How many lines in the rows below contain the string "green"? Reply with the number alone.

BEGIN DATASET RECORDS

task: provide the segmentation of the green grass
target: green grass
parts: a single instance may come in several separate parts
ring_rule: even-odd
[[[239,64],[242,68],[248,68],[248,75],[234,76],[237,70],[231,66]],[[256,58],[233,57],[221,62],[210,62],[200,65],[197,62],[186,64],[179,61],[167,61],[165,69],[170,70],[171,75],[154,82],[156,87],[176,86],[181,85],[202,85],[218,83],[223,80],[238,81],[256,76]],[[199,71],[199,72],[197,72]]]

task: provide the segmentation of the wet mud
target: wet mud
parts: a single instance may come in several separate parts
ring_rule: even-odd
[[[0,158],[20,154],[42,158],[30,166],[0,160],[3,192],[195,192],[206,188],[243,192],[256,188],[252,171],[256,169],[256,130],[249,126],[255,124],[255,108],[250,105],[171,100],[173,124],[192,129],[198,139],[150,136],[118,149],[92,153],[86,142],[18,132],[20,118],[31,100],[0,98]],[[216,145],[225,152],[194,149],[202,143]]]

END DATASET RECORDS
BEGIN DATASET RECORDS

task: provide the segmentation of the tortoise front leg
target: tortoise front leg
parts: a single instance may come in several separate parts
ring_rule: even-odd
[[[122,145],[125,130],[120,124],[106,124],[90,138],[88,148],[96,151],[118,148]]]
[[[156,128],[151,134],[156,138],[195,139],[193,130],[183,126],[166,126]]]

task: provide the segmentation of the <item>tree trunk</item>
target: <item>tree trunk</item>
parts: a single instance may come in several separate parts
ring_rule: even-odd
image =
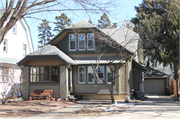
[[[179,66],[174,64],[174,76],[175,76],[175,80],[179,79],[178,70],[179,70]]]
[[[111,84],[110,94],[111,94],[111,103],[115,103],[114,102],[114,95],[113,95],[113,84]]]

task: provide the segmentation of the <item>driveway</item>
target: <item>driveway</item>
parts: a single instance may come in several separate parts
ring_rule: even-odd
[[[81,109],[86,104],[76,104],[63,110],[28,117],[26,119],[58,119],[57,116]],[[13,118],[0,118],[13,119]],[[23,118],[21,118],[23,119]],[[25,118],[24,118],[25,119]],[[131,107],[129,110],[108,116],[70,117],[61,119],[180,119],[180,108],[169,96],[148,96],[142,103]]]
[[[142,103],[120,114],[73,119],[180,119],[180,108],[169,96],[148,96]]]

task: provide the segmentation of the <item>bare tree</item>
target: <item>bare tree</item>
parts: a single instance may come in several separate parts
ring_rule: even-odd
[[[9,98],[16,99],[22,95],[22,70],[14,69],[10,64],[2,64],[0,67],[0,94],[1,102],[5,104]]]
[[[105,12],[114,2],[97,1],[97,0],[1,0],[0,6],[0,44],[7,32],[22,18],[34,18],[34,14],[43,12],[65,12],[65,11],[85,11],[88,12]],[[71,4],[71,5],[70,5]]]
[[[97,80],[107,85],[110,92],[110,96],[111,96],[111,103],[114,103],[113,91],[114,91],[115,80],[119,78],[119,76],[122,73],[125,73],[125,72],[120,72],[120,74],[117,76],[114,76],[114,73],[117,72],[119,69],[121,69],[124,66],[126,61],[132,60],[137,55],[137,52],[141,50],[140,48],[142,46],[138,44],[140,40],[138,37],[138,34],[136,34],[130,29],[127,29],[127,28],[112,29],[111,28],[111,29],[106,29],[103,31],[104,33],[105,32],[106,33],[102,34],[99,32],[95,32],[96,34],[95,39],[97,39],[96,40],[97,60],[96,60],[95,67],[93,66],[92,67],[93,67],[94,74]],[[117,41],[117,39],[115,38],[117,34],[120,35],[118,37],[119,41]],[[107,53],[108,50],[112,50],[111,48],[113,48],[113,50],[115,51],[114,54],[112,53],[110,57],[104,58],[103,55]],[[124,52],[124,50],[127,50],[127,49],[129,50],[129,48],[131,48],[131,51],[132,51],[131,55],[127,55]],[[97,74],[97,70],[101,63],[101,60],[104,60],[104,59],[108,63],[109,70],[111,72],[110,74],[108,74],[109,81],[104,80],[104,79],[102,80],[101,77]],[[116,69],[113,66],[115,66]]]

END DATASET RECORDS
BEGIN DATASET RECORDS

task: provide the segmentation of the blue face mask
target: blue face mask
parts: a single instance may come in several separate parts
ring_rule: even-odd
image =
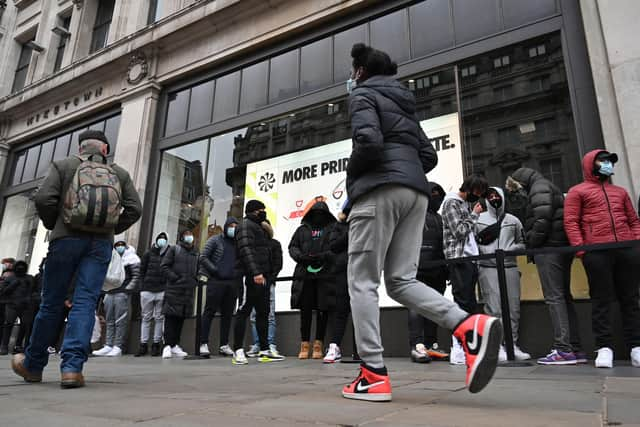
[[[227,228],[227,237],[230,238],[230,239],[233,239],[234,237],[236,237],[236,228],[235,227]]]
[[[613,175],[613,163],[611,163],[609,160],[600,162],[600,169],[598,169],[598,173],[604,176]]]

END DATASET RECORDS

## SOLVED EXERCISE
2